Unfortunately, this strategy of seeking out smaller yards doesn’t always work. Here are a few facts about the effort required to maintain a smaller yard — and how to do it successfully.
Smaller Yard Means Less Storage
Taking care of a yard requires not only effort but also the right tools. At the very least, the average yard owner needs:
- A lawn mower
- A weed whacker
- A wheelbarrow
- A hose
- A garden rake
- A leaf rake
- A trowel
- A garden spade
- Hedge clippers
- A push broom
- A ladder
Unfortunately, rakes and lawn mowers are always roughly the same size, so when your yard is smaller, your tools will take up a larger percentage of your space. In a larger yard, you could build a small shed to hold all your equipment, but when you barely have a few square feet of outdoor space, you simply don’t have any storage to speak of.
Fortunately, there is a solution: hiring a yard care service. For example, in a big city like Baltimore, lawn mowing services bring their own mowers, edgers, aerators, drop seeders and more, so you don’t need to think about any aspect of lawn maintenance, let alone how you will store all the stuff associated with it. Because the size of your yard is small, you probably won’t outlay much to keep up these professional services, and you will better enjoy the time and space not devoted to yard work.
Smaller Yard Means Less Charm
There is something slightly fantastical about a large and lush backyard. Hiding in the shade of large trees, behind thickets of attractive shrubs and amongst the rose bushes, there is magic. However, when you can stretch your arms out and brush your home and your back fence, much of that charm is inherently lost. You can see every corner of your small yard, which means the illusion and mystery of a larger garden is much more difficult to achieve.
However, it isn’t impossible to have a small but charming outdoor space. Here are a few ideas for adding magic back into a diminutive backyard:
- Use your vertical space. Because you can’t expand outward, you’ll need to build interest up. You can create layers of greenery with medium-height and tall plants, or you might create a garden wall with climbing plants or graduated pots.
- Use bold colors. Monochrome is classy but bland, especially in a small space. You can speak volumes by adding brightly colored furniture, painting a wall with a saturated hue or opting for large and loud blooms.
- Use simplicity. The smaller your space, the simpler your design needs to be. If you crowd your small backyard with greenery, furniture and other decorations, you could risk looking like a hoarder. Think minimal modern first, and expand if you have extra room.

> _Short task_
Reproduce word for word the part of the passage on small yards starting with "- Use bold colors." and going on through "and loud blooms.".

> _Dataset content_
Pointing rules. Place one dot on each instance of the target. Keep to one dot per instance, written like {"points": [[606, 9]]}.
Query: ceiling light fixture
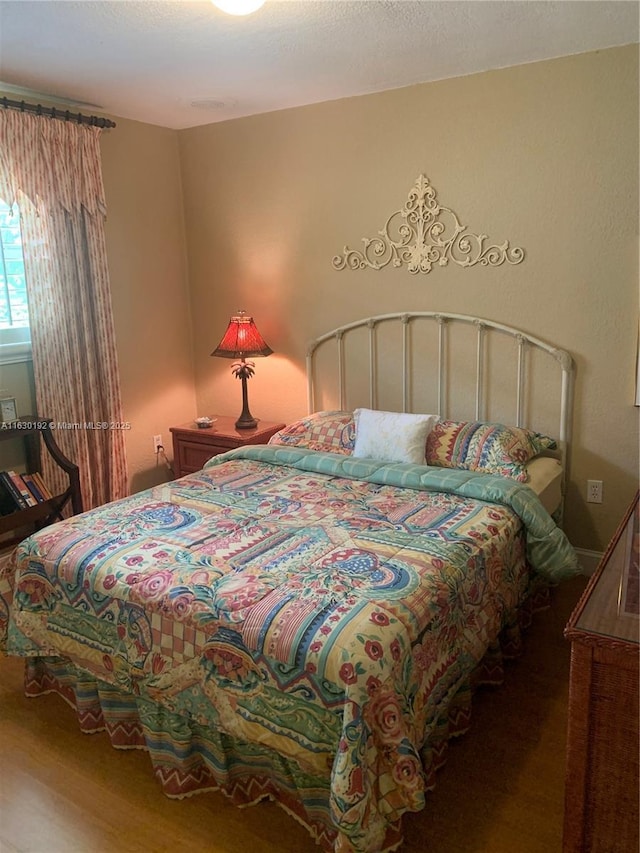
{"points": [[238, 7]]}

> _Solution to this task_
- Use bold colors. Monochrome is classy but bland, especially in a small space. You can speak volumes by adding brightly colored furniture, painting a wall with a saturated hue or opting for large and loud blooms.